==== Entries supplied

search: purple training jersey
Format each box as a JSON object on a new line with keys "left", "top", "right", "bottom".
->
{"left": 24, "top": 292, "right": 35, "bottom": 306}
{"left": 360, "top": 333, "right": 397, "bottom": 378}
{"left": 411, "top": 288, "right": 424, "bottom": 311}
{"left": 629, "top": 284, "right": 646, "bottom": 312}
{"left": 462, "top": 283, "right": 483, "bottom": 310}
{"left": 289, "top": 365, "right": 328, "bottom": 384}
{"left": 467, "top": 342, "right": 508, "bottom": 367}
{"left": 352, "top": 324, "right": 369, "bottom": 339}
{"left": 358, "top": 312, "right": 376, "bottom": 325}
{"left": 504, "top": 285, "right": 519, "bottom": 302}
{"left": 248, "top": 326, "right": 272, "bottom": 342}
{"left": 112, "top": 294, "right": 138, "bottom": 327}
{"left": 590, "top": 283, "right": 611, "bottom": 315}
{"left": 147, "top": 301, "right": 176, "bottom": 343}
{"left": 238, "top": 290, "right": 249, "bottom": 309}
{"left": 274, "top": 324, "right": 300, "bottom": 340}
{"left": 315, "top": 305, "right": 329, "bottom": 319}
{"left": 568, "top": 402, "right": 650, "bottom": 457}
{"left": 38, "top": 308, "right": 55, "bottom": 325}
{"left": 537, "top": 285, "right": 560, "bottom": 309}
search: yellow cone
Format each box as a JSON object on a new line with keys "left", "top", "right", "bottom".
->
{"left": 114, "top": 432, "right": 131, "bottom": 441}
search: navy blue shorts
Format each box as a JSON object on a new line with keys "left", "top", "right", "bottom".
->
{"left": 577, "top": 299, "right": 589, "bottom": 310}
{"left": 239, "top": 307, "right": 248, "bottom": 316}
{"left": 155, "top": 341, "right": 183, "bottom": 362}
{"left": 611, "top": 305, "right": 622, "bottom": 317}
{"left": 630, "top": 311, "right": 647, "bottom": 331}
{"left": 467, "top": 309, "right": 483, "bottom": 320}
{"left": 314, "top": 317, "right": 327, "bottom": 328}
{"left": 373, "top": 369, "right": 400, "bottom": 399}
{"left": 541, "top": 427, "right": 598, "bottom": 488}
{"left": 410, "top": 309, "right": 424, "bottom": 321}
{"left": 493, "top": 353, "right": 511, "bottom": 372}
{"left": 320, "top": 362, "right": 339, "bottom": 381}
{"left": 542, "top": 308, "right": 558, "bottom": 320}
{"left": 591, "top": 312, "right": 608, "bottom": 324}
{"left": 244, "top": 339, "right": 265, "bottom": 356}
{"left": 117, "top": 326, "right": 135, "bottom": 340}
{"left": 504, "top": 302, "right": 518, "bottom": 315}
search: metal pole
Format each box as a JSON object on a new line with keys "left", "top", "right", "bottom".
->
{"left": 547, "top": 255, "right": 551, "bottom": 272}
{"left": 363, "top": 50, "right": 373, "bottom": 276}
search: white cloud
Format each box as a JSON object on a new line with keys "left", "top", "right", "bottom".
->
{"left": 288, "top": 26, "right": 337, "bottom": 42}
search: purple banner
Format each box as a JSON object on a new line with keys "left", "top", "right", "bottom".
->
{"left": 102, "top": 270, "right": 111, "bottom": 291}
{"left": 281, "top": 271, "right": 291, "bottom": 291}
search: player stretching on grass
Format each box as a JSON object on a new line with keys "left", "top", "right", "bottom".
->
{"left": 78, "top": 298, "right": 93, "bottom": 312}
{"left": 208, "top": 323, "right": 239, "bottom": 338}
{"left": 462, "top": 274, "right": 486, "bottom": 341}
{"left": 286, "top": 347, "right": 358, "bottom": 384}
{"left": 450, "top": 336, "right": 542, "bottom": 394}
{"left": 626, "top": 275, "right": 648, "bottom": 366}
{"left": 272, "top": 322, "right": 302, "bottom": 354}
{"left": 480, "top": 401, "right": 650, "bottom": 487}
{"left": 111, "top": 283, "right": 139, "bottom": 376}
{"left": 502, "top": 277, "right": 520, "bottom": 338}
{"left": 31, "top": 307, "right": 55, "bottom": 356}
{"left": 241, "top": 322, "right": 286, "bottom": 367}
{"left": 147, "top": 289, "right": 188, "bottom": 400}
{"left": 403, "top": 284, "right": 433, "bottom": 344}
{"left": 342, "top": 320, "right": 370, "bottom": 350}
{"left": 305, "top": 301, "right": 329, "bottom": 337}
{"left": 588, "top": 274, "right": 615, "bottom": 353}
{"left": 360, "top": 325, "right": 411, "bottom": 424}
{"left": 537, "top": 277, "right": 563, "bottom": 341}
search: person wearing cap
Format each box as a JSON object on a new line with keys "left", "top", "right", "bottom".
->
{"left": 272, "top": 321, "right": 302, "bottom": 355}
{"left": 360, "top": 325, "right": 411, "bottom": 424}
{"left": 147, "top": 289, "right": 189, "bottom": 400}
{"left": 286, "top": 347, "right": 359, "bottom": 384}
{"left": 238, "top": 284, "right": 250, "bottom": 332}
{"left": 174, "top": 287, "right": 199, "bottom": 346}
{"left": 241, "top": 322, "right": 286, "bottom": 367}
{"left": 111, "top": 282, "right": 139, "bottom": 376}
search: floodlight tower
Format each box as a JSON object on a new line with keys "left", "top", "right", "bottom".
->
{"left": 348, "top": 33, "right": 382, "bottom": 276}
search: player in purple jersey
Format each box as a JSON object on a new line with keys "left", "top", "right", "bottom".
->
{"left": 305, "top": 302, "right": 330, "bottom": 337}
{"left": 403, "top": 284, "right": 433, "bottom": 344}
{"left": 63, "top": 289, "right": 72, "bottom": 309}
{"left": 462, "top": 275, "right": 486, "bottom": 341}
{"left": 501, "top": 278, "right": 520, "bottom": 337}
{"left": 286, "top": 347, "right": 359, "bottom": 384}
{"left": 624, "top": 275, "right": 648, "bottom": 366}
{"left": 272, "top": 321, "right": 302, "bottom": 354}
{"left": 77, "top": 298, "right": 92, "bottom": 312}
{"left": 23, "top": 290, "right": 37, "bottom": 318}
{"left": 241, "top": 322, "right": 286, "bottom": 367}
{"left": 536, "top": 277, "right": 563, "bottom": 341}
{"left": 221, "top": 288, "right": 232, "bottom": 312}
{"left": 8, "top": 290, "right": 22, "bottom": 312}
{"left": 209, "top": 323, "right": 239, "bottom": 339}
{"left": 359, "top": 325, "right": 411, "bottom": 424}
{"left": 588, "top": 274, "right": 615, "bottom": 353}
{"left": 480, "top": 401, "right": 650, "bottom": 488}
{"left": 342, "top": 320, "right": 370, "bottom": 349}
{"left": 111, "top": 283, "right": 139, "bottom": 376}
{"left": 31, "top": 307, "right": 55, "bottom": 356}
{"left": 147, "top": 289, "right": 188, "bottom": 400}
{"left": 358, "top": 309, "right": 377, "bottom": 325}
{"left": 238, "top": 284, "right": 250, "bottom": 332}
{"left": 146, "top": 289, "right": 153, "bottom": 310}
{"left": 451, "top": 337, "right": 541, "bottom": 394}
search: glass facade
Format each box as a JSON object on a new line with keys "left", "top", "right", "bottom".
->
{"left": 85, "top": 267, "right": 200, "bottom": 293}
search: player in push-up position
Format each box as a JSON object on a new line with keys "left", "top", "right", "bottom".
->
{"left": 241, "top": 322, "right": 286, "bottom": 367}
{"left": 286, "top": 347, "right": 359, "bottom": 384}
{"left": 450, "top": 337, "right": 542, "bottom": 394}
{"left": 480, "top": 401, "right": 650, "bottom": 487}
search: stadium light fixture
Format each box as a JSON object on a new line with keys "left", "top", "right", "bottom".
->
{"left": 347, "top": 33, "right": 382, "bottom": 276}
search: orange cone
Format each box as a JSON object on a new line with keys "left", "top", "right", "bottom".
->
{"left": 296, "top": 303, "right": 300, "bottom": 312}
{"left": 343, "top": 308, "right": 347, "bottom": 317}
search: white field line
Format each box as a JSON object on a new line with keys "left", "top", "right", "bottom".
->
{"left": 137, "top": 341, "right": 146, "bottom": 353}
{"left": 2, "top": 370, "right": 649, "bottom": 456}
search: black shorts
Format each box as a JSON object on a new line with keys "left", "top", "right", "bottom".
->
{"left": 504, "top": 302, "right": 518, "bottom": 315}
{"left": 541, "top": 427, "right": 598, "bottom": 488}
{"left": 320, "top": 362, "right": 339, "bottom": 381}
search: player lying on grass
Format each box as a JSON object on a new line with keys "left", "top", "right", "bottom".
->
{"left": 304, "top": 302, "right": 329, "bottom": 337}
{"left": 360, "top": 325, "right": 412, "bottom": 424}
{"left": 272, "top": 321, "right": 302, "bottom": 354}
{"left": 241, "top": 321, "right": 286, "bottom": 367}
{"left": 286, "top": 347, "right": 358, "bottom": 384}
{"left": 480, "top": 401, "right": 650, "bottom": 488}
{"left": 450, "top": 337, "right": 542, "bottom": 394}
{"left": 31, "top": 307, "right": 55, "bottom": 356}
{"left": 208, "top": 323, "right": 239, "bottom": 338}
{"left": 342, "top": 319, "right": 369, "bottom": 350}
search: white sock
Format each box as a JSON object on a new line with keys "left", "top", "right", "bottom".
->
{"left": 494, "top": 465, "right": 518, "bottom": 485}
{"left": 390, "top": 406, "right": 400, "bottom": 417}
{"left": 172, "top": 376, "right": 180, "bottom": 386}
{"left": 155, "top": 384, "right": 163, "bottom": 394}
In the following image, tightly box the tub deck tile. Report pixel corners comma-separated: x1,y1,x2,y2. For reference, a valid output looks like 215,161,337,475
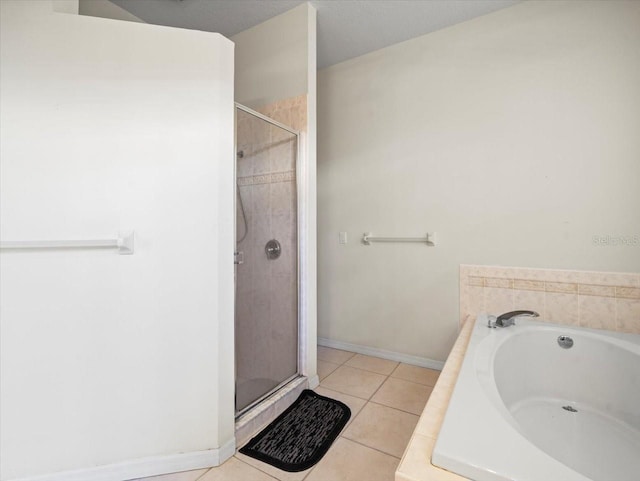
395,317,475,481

========
==== Entries supplied

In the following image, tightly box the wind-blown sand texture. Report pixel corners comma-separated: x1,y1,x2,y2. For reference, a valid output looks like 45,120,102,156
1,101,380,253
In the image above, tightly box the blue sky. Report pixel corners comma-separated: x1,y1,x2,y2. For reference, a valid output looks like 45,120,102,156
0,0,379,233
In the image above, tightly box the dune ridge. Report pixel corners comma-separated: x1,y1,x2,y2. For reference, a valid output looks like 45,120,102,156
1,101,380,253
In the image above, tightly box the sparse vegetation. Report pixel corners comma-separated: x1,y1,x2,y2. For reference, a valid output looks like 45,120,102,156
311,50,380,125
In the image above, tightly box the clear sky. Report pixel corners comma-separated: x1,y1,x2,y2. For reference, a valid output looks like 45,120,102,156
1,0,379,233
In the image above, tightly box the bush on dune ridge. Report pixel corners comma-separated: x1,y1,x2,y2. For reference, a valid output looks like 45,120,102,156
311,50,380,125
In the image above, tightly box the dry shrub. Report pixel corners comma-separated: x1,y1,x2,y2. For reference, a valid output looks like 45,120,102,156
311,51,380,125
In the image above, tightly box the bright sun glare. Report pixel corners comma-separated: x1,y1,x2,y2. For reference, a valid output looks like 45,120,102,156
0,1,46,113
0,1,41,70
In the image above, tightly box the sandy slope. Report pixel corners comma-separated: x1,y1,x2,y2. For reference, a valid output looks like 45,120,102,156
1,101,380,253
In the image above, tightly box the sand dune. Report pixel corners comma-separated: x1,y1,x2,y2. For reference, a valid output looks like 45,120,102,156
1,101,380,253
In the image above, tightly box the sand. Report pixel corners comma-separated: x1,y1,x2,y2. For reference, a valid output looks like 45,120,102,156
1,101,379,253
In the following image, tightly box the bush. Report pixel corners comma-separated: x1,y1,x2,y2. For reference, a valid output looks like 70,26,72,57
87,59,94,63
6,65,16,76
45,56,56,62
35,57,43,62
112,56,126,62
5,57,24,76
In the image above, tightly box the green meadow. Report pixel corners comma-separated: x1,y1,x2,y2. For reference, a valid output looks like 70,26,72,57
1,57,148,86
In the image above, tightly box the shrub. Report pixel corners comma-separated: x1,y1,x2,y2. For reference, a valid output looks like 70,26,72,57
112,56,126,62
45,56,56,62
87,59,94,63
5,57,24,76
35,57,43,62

========

Work required => From the entries above, show each line that includes the string "white".

Response box =>
search: white cloud
search: white field line
search: white sock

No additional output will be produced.